| Document text |
# Sweet Clover?



## markofmuckleford (Jun 30, 2009)

How do,

I'm from the UK, I have an experiment going growing forage crops for bees and grass eating stock. 
I have planted Sainfoin in a stand alone field and a field with a mix in it. 
The mix has (had) phacelia in it at 40% then white and red clover, alsike clover, sweet clover and Timothy and Fescue grass. Does anyone have any advice regarding harvesting this kind of mix? The thing that is unknown in the UK is really the sweet clover, when is it best (plant growth stage as I'm in a different climate to you) to harvest and how long to wilt it for, what moisture to aim for. Just any advice would be great.

Does anyone grow sainfoin, and do they combine it?

As I said any help would be blooming great as its not done over here much. We're just about to cut our meadow and orchard hay now, if the weather would play ball!

| Listed entries |
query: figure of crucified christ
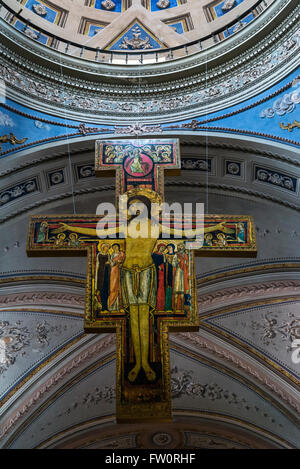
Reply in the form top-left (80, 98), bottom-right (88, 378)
top-left (52, 191), bottom-right (233, 382)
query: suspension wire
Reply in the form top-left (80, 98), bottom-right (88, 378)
top-left (205, 45), bottom-right (209, 214)
top-left (59, 51), bottom-right (76, 215)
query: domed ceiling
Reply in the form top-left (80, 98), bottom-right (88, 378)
top-left (2, 0), bottom-right (274, 52)
top-left (0, 0), bottom-right (300, 449)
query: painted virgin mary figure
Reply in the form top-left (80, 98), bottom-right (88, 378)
top-left (108, 243), bottom-right (125, 311)
top-left (165, 243), bottom-right (175, 311)
top-left (152, 243), bottom-right (166, 311)
top-left (96, 243), bottom-right (110, 311)
top-left (173, 244), bottom-right (189, 311)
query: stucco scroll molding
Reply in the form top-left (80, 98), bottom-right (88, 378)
top-left (0, 292), bottom-right (84, 308)
top-left (0, 180), bottom-right (300, 224)
top-left (0, 334), bottom-right (116, 438)
top-left (198, 280), bottom-right (300, 310)
top-left (176, 332), bottom-right (300, 412)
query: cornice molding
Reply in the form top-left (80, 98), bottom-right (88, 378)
top-left (0, 180), bottom-right (300, 224)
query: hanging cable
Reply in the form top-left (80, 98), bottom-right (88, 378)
top-left (59, 52), bottom-right (76, 215)
top-left (205, 44), bottom-right (209, 214)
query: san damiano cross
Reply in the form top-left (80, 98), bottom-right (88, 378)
top-left (27, 139), bottom-right (256, 422)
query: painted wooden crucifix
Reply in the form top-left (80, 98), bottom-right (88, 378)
top-left (27, 139), bottom-right (256, 422)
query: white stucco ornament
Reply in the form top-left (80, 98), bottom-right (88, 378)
top-left (32, 3), bottom-right (47, 16)
top-left (156, 0), bottom-right (170, 8)
top-left (101, 0), bottom-right (116, 10)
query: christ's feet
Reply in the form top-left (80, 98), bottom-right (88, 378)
top-left (143, 365), bottom-right (156, 381)
top-left (128, 365), bottom-right (141, 383)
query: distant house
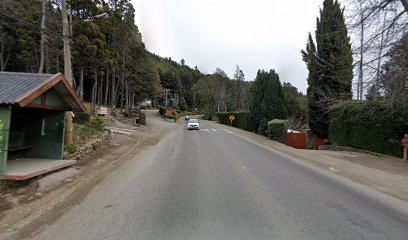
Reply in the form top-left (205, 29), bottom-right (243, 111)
top-left (0, 72), bottom-right (85, 180)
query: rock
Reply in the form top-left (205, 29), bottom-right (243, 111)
top-left (96, 159), bottom-right (106, 164)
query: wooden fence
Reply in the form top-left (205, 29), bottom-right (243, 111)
top-left (285, 132), bottom-right (323, 150)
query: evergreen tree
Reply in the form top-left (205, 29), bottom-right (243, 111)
top-left (249, 70), bottom-right (287, 133)
top-left (302, 0), bottom-right (353, 138)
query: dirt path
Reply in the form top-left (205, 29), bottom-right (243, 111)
top-left (0, 110), bottom-right (177, 240)
top-left (211, 122), bottom-right (408, 202)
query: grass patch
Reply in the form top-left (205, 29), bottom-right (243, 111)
top-left (64, 117), bottom-right (104, 154)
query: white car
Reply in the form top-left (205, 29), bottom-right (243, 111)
top-left (187, 119), bottom-right (200, 130)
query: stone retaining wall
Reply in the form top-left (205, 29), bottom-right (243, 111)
top-left (319, 145), bottom-right (401, 160)
top-left (64, 130), bottom-right (112, 160)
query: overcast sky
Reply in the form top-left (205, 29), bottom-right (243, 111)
top-left (132, 0), bottom-right (323, 92)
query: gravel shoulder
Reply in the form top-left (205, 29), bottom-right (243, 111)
top-left (210, 122), bottom-right (408, 202)
top-left (0, 110), bottom-right (177, 240)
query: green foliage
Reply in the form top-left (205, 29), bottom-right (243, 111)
top-left (164, 114), bottom-right (176, 119)
top-left (249, 70), bottom-right (287, 135)
top-left (139, 112), bottom-right (146, 125)
top-left (217, 112), bottom-right (250, 131)
top-left (159, 106), bottom-right (166, 116)
top-left (179, 97), bottom-right (187, 111)
top-left (268, 119), bottom-right (288, 143)
top-left (73, 117), bottom-right (104, 145)
top-left (64, 144), bottom-right (79, 154)
top-left (73, 112), bottom-right (91, 124)
top-left (302, 0), bottom-right (353, 138)
top-left (282, 82), bottom-right (307, 119)
top-left (329, 101), bottom-right (408, 157)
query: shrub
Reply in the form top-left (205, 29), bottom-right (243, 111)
top-left (329, 102), bottom-right (408, 157)
top-left (164, 114), bottom-right (176, 119)
top-left (73, 112), bottom-right (91, 124)
top-left (159, 106), bottom-right (166, 116)
top-left (257, 118), bottom-right (269, 137)
top-left (217, 112), bottom-right (250, 131)
top-left (139, 112), bottom-right (146, 125)
top-left (267, 119), bottom-right (288, 143)
top-left (64, 144), bottom-right (79, 154)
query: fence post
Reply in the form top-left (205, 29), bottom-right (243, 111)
top-left (401, 134), bottom-right (408, 161)
top-left (306, 129), bottom-right (314, 150)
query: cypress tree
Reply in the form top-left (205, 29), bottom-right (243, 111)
top-left (249, 70), bottom-right (287, 132)
top-left (302, 0), bottom-right (353, 138)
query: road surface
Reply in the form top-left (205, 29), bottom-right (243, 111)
top-left (34, 121), bottom-right (408, 240)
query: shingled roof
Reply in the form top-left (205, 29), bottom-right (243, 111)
top-left (0, 72), bottom-right (85, 111)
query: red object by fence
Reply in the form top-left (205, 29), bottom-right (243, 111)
top-left (285, 133), bottom-right (306, 149)
top-left (313, 134), bottom-right (323, 150)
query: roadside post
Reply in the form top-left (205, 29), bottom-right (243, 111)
top-left (229, 115), bottom-right (235, 127)
top-left (401, 134), bottom-right (408, 161)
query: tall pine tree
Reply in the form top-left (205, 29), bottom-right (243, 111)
top-left (249, 70), bottom-right (287, 133)
top-left (302, 0), bottom-right (353, 138)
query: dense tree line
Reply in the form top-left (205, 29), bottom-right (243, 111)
top-left (302, 0), bottom-right (353, 139)
top-left (0, 0), bottom-right (202, 114)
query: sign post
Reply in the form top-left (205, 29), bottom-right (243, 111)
top-left (229, 115), bottom-right (235, 126)
top-left (401, 134), bottom-right (408, 160)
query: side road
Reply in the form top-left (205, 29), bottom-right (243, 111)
top-left (0, 110), bottom-right (177, 240)
top-left (209, 122), bottom-right (408, 202)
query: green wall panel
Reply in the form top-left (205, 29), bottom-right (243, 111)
top-left (10, 109), bottom-right (65, 159)
top-left (0, 106), bottom-right (11, 174)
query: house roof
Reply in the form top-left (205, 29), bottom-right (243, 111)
top-left (0, 72), bottom-right (86, 112)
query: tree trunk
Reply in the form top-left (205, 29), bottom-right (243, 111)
top-left (400, 0), bottom-right (408, 12)
top-left (103, 70), bottom-right (109, 106)
top-left (45, 44), bottom-right (51, 73)
top-left (120, 49), bottom-right (125, 112)
top-left (357, 2), bottom-right (364, 101)
top-left (91, 69), bottom-right (98, 114)
top-left (38, 0), bottom-right (47, 73)
top-left (111, 68), bottom-right (116, 110)
top-left (97, 73), bottom-right (103, 107)
top-left (79, 67), bottom-right (84, 101)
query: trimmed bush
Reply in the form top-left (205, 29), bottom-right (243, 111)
top-left (217, 112), bottom-right (251, 131)
top-left (64, 144), bottom-right (79, 154)
top-left (164, 114), bottom-right (176, 120)
top-left (73, 112), bottom-right (91, 124)
top-left (329, 102), bottom-right (408, 157)
top-left (139, 112), bottom-right (146, 125)
top-left (267, 119), bottom-right (288, 143)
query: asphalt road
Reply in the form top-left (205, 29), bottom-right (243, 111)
top-left (31, 121), bottom-right (408, 240)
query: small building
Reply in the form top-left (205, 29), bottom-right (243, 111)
top-left (0, 72), bottom-right (85, 180)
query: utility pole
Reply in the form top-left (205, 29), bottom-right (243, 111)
top-left (61, 0), bottom-right (73, 145)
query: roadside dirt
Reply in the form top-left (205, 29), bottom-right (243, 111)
top-left (211, 122), bottom-right (408, 202)
top-left (0, 111), bottom-right (176, 240)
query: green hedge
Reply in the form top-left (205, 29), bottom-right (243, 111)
top-left (159, 106), bottom-right (166, 116)
top-left (139, 112), bottom-right (146, 125)
top-left (217, 112), bottom-right (251, 131)
top-left (267, 119), bottom-right (288, 143)
top-left (164, 114), bottom-right (176, 119)
top-left (73, 112), bottom-right (91, 124)
top-left (329, 102), bottom-right (408, 157)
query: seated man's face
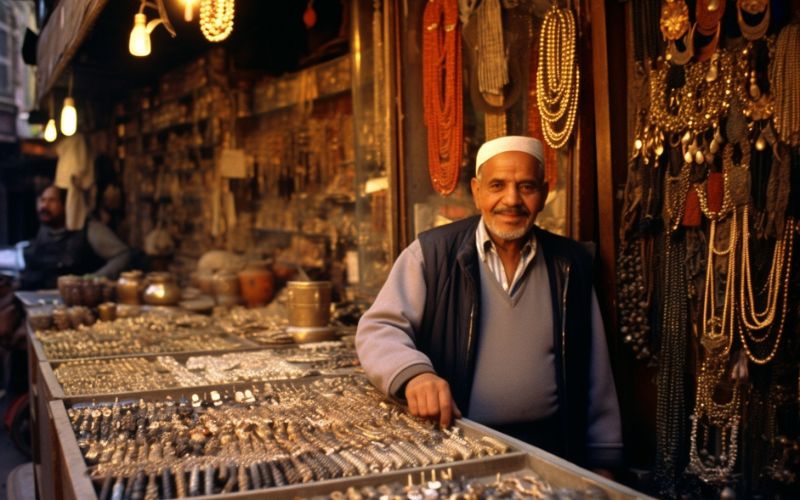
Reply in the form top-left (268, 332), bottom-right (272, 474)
top-left (36, 186), bottom-right (64, 228)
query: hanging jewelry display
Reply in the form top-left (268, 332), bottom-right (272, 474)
top-left (736, 0), bottom-right (770, 40)
top-left (686, 355), bottom-right (742, 486)
top-left (536, 3), bottom-right (580, 149)
top-left (769, 23), bottom-right (800, 146)
top-left (422, 0), bottom-right (464, 196)
top-left (475, 0), bottom-right (509, 141)
top-left (738, 207), bottom-right (795, 365)
top-left (200, 0), bottom-right (234, 42)
top-left (526, 30), bottom-right (558, 189)
top-left (694, 0), bottom-right (726, 61)
top-left (659, 0), bottom-right (694, 65)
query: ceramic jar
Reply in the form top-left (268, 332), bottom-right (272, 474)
top-left (239, 262), bottom-right (275, 307)
top-left (211, 272), bottom-right (239, 297)
top-left (117, 271), bottom-right (143, 306)
top-left (142, 272), bottom-right (181, 306)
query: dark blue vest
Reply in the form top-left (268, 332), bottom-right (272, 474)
top-left (417, 216), bottom-right (592, 464)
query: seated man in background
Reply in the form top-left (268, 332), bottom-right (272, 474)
top-left (19, 185), bottom-right (131, 290)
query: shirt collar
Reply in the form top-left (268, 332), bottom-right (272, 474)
top-left (475, 221), bottom-right (536, 262)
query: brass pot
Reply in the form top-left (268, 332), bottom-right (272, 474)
top-left (286, 281), bottom-right (332, 327)
top-left (142, 272), bottom-right (181, 306)
top-left (117, 271), bottom-right (143, 306)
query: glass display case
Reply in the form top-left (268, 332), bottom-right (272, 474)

| The task |
In the sweet clover thread, what share of the mixed field was phacelia? None of this work uses the records.

| Result for this exercise |
40%